Texte fourni
-=-=-=-=-
La première Miss France noire de l’Histoire est élue en 1993, il s’agit de Véronique de la Cruz, la Miss Guadeloupe. L’événement marque un tournant dans l’histoire du concours dont les frontières dépassent pour de bon celles de l’hexagone.
De mars 1981 à avril 2010, le concours va être dirigé par le comité Miss France, présidé par Geneviève de Fontenay, une « Dame au chapeau » exubérante en diable qui va lui assurer une notoriété bien au-delà des cercles conventionnels.
La première retransmission à la télévision a lieu en 1986 sur la troisième chaîne. Ce soir-là, Guy Lux anime la soirée aux côtés d’un invité surprise, et quelle surprise ! les téléspectateurs découvrent l’abbé Pierre aux côtés d’une ribambelle de jeunes femmes en maillot de bain.
TF1 et l’animateur phare Jean-Pierre Foucault reprennent le flambeau en 1995.
Un versant masculin du concours est lancé en 1984 sous le titre de « Monsieur France ». En 1993, il prend le nom de « Mister France » pour ressembler à son homologue féminin dont le succès est bien en place. Mais il ne parvient pas à se faire une place sur la scène télévisuelle et médiatique.
« C'est un spectacle qui ne prend pas. La notion de compétition autour de la beauté de l'homme n'est pas assez enracinée dans notre Histoire », explique l'anthropologue Élisabeth Azoulay.
Depuis ses débuts, « Miss France » a dû faire face à des scandales à répétition. Par une pudeur héritée des « rosières », reines d'un jour des kermesses villageoises d'antan, le concours oblige contractuellement les lauréates à dissimuler leur intimité. Une obligation paradoxale qui a rarement été respectée en notre époque de liberté échevelé. Dès les premières décennies, des Miss ont ainsi pris la pose en tenue légère devant l'objectif des photographes : Germaine Laborde en 1929, Jeanne Juilla en 1931 ou encore Claudine Auger en 1958 pour n’en citer que quelques-unes.
Si toutes n’ont pas été sanctionnées, certaines ont payé cher le dévoilement de leur corps. Isabelle Turpault fut destituée en 1983 après la publication de photos d’elles posant en lingerie dans Paris Match. Même sanction pour Isabelle Chandieu deux ans plus tard, qui fut remplacée par l’une de ses dauphines, Carole Tredille. Un choix malheureux, cette dernière se lançant quelques années plus tard dans le cinéma pornographique.
Dans les années 2000, ces scandales se poursuivirent, le plus célèbre étant celui des photos suggestives de Valérie Bègue, Miss France 2008, publiées par le magazine Entrevue.
-=-=-=-=-
Données enregistrées
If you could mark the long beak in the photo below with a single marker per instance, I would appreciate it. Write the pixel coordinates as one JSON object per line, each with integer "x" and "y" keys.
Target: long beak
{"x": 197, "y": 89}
-=-=-=-=-
Exercices à résoudre
1) Pour chacune des affirmations suivantes, dites par oui ou par non si elle concorde avec le texte sur le concours Miss France, puis citez mot pour mot les termes décisifs.
(a) La première retransmission télévisée du concours a eu lieu en 1986.
(b) Jean-Pierre Foucault a animé la première soirée retransmise à la télévision.
(c) Isabelle Turpault a été destituée en 1983.
2) D'après le texte sur le concours Miss France, qui présidait le comité Miss France de mars 1981 à avril 2010 ?

Réponses correctes
1)
(a) Oui : « La première retransmission à la télévision a lieu en 1986 »
(b) Non : « Guy Lux anime la soirée »
(c) Oui : « Isabelle Turpault fut destituée en 1983 »

2) Geneviève de Fontenay.